- **TAREAS A COMPLETAR**:
A. Según el fragmento extraído, ¿dónde se quedó el hermano mayor en lugar de disfrutar de comunión con su padre, su hermano y su comunidad?
B. Edita el fragmento extraído desde "El enfoque del" hasta "restauración y reconciliación!" y sustituye "compasión" por "misericordia".

- **FRAGMENTO EXTRAÍDO**:
....
3) Su hijo mayor podría haber disfrutado de una fiesta en cualquier momento que quisiera, pero nunca hizo uso las bendiciones a su disposición.
4) La recepción de la gracia merece una celebración apropiada: “Mas era necesario hacer fiesta” (Lc 15:32).
Los fariseos y los maestros de la ley, mencionados en Lucas 15:1, se retratan como el hermano mayor en la parábola. Exteriormente, vivían vidas inmaculadas, pero interiormente sus actitudes eran abominables (Mt 23:25-28). Veían su relación con Dios basada en su arduo trabajo y rendimiento, y se consideraban dignos del favor de Dios, a diferencia de los pecadores indignos que les rodeaban. No entendían la gracia de Dios y, de hecho, se enojaban por ella. No tenían lugar para el perdón. No veían parentesco entre los pecadores y ellos mismos. Veían a Dios como bastante tacaño en Sus bendiciones. Y consideraban que, si Dios aceptaba a los publicanos y pecadores en Su familia, entonces Dios era injusto con ellos (los fariseos y los maestros de la ley).
El enfoque del hermano mayor estaba en sí mismo y en su propio servicio; como resultado, no se alegró por la llegada de su hermano a casa. Estaba tan consumido por la justicia propia y el egoísmo que no logró ver el valor del arrepentimiento y regreso de su hermano. El hermano mayor había permitido que la amargura se arraigara en su corazón hasta el punto de que no pudo mostrar compasión hacia su hermano. Su amargura se extendió hacia otras relaciones también, al ser incapaz de perdonar el “pecado” de su padre contra él. En lugar de disfrutar de comunión con su padre, hermano y comunidad, el hermano mayor se quedó fuera de la casa y justificó su enojo. ¡Qué triste escoger la miseria y la separación por encima de la restauración y reconciliación!
El hermano mayor, como los líderes religiosos de los tiempos de Jesús, fallaron en darse cuenta de que:
“El que dice que está en la luz, y aborrece a su hermano, está todavía en tinieblas. El que ama a su hermano, permanece en la luz, y en él no hay tropiezo. Pero el que aborrece a su hermano está en tinieblas, y anda en tinieblas, y no sabe a dónde va, porque las tinieblas le han cegado los ojos” (1 Jn 2:9-11).
La parábola del hijo pródigo es una de las imágenes más hermosas de la gracia de Dios en las Escrituras. Todos hemos pecado y estamos destituidos de la gloria de Dios (Ro 3:23). Todos somos pródigos en el sentido de que le hemos dado la espalda a Dios muchas veces para hacer nuestra propia voluntad aún después de haber conocido a Cristo como nuestro Salvador. Todos hemos usado egoístamente “nuestros” recursos y nos hemos revolcado en el pecado en busca de placer. Sin embargo, Dios está listo para perdonar. Él salvará al contrito, no por obras, sino por Su gracia, mediante la fe. Ese es el mensaje central de la parábola del hijo pródigo.
....
- **MATERIAL PROPORCIONADO**:
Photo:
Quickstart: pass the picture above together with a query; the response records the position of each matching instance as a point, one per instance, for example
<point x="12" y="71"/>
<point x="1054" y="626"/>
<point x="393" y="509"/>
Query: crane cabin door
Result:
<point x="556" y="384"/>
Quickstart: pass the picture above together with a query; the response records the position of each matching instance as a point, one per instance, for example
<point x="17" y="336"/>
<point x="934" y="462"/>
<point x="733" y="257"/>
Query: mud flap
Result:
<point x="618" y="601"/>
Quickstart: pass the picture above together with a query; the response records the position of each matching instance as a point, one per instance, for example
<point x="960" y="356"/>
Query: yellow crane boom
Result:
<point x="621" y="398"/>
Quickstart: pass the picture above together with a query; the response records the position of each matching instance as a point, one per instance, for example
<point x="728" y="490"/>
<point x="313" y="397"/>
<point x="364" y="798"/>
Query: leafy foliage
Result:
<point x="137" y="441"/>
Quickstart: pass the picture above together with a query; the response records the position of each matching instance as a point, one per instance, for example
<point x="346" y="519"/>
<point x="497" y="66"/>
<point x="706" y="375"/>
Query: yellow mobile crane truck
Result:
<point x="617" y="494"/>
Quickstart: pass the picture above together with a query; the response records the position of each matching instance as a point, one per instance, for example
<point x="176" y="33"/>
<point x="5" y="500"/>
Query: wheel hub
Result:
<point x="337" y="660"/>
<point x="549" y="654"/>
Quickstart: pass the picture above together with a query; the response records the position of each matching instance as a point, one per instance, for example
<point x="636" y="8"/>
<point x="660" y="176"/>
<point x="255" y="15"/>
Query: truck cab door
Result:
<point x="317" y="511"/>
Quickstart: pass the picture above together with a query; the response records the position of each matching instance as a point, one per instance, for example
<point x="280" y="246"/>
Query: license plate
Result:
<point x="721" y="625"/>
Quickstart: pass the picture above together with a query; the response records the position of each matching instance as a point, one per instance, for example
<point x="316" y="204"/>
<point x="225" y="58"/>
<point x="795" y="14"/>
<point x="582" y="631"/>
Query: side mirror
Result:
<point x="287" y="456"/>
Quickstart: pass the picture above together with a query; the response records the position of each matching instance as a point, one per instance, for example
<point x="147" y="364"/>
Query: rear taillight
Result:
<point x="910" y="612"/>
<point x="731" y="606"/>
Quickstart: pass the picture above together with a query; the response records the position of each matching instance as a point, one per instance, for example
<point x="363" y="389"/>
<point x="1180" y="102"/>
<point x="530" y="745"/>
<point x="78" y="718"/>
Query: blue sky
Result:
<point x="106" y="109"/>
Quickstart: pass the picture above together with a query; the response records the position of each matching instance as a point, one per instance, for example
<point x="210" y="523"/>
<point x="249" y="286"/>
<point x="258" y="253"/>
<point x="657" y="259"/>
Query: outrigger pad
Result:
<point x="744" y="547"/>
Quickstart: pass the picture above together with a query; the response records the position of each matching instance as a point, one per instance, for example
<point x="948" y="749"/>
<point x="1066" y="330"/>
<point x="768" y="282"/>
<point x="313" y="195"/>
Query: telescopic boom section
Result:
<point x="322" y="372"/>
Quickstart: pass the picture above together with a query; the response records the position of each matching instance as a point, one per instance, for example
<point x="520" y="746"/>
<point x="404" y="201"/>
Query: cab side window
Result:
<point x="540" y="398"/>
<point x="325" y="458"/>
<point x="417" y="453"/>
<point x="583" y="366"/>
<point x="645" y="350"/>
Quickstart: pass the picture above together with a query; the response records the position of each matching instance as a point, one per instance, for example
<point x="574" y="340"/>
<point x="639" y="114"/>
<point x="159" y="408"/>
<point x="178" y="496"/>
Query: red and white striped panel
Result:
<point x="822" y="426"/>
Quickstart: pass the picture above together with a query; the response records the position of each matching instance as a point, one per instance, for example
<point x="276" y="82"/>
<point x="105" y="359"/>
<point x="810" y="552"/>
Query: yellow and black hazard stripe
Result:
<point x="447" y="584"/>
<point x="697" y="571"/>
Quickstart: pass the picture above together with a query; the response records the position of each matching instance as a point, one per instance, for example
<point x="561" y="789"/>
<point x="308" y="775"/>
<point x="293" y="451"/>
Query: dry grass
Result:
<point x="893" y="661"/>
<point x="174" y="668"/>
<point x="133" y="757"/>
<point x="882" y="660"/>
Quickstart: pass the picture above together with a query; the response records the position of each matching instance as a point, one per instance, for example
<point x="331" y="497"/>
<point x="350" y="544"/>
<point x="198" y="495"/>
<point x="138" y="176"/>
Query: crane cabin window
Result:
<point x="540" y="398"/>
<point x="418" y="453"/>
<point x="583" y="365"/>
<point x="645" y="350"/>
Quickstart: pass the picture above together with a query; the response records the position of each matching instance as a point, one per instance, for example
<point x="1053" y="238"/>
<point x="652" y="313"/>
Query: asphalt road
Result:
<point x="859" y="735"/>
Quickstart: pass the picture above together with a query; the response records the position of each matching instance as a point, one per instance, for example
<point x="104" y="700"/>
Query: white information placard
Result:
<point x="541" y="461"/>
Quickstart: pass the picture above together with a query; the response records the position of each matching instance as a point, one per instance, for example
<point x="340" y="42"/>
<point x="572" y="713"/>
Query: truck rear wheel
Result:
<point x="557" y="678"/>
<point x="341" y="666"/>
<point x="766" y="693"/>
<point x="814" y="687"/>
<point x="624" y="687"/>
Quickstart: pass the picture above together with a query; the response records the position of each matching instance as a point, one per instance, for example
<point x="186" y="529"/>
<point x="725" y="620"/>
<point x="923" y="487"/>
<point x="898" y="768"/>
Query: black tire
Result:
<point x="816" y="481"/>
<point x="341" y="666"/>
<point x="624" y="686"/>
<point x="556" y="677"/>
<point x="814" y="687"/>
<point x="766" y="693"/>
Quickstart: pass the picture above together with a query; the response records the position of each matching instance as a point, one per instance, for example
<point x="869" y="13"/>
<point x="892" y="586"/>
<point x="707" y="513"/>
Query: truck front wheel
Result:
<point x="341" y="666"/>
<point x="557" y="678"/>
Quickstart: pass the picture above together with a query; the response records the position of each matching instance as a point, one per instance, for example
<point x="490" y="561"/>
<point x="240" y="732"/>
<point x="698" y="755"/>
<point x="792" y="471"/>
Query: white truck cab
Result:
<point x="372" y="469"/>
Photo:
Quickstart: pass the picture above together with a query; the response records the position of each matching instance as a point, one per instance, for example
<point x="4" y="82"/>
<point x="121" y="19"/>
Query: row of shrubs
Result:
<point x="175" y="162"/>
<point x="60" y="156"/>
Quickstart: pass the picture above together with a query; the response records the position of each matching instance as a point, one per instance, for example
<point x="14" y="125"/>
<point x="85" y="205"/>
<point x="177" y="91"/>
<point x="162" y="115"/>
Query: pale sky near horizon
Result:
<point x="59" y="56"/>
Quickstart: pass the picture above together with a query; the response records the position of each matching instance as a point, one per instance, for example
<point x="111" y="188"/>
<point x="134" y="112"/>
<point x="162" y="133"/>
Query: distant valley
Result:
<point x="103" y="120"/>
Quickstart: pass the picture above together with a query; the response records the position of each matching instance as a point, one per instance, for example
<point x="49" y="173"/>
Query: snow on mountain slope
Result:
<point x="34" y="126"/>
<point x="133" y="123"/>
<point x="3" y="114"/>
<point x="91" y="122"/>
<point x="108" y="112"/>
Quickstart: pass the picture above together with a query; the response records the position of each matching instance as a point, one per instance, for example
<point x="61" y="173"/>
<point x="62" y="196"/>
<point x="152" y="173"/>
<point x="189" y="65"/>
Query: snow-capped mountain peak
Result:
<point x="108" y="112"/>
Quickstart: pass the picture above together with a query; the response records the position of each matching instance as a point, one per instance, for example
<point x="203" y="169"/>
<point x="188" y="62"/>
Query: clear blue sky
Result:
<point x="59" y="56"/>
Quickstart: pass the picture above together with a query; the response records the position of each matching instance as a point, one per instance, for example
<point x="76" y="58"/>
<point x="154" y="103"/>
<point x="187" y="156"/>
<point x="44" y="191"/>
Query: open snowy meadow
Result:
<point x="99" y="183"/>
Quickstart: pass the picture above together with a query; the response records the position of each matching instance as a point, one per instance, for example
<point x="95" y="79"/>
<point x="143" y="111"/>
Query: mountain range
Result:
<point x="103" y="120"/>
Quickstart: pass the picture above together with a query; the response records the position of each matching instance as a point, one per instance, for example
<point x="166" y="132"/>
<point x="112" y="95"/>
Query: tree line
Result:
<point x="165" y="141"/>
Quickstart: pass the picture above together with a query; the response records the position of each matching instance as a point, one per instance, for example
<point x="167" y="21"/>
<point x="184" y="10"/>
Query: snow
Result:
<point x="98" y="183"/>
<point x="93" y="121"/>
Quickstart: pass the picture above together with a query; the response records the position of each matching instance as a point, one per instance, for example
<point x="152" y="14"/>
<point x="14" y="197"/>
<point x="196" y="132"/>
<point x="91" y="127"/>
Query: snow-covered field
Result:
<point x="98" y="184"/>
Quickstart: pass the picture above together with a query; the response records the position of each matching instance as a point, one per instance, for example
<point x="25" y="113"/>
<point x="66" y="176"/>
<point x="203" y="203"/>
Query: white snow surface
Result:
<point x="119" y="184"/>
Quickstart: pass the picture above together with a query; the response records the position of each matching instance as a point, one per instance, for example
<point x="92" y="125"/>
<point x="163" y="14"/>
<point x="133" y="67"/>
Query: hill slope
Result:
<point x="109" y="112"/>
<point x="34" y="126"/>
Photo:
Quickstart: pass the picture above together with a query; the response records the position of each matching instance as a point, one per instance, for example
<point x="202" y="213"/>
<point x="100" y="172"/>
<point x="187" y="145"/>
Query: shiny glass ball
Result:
....
- **RESULTADOS DEL EJERCICIO**:
A. Fuera de la casa.

B.
El enfoque del hermano mayor estaba en sí mismo y en su propio servicio; como resultado, no se alegró por la llegada de su hermano a casa. Estaba tan consumido por la justicia propia y el egoísmo que no logró ver el valor del arrepentimiento y regreso de su hermano. El hermano mayor había permitido que la amargura se arraigara en su corazón hasta el punto de que no pudo mostrar misericordia hacia su hermano. Su amargura se extendió hacia otras relaciones también, al ser incapaz de perdonar el “pecado” de su padre contra él. En lugar de disfrutar de comunión con su padre, hermano y comunidad, el hermano mayor se quedó fuera de la casa y justificó su enojo. ¡Qué triste escoger la miseria y la separación por encima de la restauración y reconciliación!